BEGIN Source material

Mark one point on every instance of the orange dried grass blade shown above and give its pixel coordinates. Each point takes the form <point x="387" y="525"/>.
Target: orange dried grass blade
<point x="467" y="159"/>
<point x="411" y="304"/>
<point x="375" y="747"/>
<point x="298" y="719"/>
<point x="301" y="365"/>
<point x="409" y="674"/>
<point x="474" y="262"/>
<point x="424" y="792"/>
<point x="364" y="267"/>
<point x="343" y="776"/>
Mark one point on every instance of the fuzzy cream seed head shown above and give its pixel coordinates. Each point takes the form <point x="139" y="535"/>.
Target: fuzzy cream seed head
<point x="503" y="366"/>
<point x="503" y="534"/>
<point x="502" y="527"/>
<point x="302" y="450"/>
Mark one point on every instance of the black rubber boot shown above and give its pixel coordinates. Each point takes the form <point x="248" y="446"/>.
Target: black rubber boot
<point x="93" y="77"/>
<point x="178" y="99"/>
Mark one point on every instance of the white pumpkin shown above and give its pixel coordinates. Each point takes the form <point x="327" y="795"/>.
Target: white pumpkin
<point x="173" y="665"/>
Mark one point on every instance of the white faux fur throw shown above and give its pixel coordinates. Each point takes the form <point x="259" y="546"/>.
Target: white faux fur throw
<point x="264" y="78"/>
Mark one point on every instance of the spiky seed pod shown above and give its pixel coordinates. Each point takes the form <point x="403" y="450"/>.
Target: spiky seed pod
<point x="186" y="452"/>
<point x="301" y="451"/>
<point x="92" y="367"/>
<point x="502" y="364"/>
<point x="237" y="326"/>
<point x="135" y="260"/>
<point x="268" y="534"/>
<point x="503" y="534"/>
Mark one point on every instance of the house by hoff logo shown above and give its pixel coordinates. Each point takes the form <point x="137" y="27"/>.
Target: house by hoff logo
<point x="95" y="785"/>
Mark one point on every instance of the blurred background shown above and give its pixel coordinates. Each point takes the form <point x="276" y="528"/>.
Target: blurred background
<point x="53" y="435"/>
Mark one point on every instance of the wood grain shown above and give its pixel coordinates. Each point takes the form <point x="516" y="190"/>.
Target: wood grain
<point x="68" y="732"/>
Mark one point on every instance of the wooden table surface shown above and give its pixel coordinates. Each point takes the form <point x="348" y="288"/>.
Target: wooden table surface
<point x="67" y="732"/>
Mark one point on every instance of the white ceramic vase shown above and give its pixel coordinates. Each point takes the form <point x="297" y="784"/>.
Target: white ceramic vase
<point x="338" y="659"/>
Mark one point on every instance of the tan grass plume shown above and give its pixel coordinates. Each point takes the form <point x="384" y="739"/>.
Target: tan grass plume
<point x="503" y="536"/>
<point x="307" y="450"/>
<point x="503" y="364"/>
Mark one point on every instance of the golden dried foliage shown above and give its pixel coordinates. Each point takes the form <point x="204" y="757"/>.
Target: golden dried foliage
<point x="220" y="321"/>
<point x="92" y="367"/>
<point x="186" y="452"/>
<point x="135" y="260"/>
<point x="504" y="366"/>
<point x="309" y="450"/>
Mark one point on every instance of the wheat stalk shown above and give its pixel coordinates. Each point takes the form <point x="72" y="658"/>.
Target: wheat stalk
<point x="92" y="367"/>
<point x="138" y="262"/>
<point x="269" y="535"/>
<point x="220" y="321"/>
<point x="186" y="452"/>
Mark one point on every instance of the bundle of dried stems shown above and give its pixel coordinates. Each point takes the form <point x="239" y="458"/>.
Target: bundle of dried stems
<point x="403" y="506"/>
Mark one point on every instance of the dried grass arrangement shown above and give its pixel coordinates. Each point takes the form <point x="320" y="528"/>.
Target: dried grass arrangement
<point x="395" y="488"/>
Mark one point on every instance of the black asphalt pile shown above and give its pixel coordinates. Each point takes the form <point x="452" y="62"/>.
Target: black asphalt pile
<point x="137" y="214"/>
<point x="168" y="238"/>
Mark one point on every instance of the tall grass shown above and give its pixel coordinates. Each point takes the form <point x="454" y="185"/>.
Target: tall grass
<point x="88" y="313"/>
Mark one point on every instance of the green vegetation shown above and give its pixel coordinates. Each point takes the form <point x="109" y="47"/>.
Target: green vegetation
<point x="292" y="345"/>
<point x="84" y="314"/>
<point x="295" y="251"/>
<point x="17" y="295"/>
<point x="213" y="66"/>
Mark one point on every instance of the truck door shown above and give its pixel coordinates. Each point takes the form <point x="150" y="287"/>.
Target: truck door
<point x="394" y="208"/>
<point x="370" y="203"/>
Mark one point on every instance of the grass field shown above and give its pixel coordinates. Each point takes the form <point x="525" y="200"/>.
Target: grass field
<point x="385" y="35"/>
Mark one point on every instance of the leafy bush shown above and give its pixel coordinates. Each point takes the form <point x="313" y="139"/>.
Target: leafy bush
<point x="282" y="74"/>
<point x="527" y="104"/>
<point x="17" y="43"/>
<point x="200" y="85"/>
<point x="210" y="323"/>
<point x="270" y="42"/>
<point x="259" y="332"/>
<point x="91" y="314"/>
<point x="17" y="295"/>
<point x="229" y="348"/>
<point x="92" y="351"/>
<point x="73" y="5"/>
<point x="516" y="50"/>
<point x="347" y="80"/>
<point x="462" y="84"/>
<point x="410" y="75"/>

END Source material

What the exercise asks:
The expected output is exactly the lines of the listing above between the line holding "Mark one point on every instance of the black asphalt" and the line holding "Mark one point on every instance of the leafy", inclusive.

Written response:
Mark one point on every instance of the black asphalt pile shown above and give its pixel coordinates. Each point takes the form <point x="452" y="62"/>.
Target: black asphalt pile
<point x="137" y="214"/>
<point x="168" y="238"/>
Mark one point on every instance of the tall grass shown above and give its pixel coordinates. Each point takes the form <point x="454" y="185"/>.
Target: tall grass
<point x="88" y="313"/>
Mark one point on every instance of the green vegetation shown above and give its pixel coordinates. Each point takes the form <point x="109" y="47"/>.
Target: green vegetation
<point x="292" y="345"/>
<point x="84" y="314"/>
<point x="295" y="251"/>
<point x="17" y="295"/>
<point x="213" y="66"/>
Mark one point on every instance of the truck door shown above and give its pixel coordinates. Each point takes the form <point x="150" y="287"/>.
Target: truck door
<point x="394" y="208"/>
<point x="370" y="203"/>
Mark one point on every instance of the grass field shown above and give its pixel coordinates. Each point takes the form <point x="525" y="200"/>.
Target: grass field
<point x="385" y="35"/>
Mark one point on every instance of the leafy bush shown above and give its pixel coordinates. Each point takes the form <point x="313" y="139"/>.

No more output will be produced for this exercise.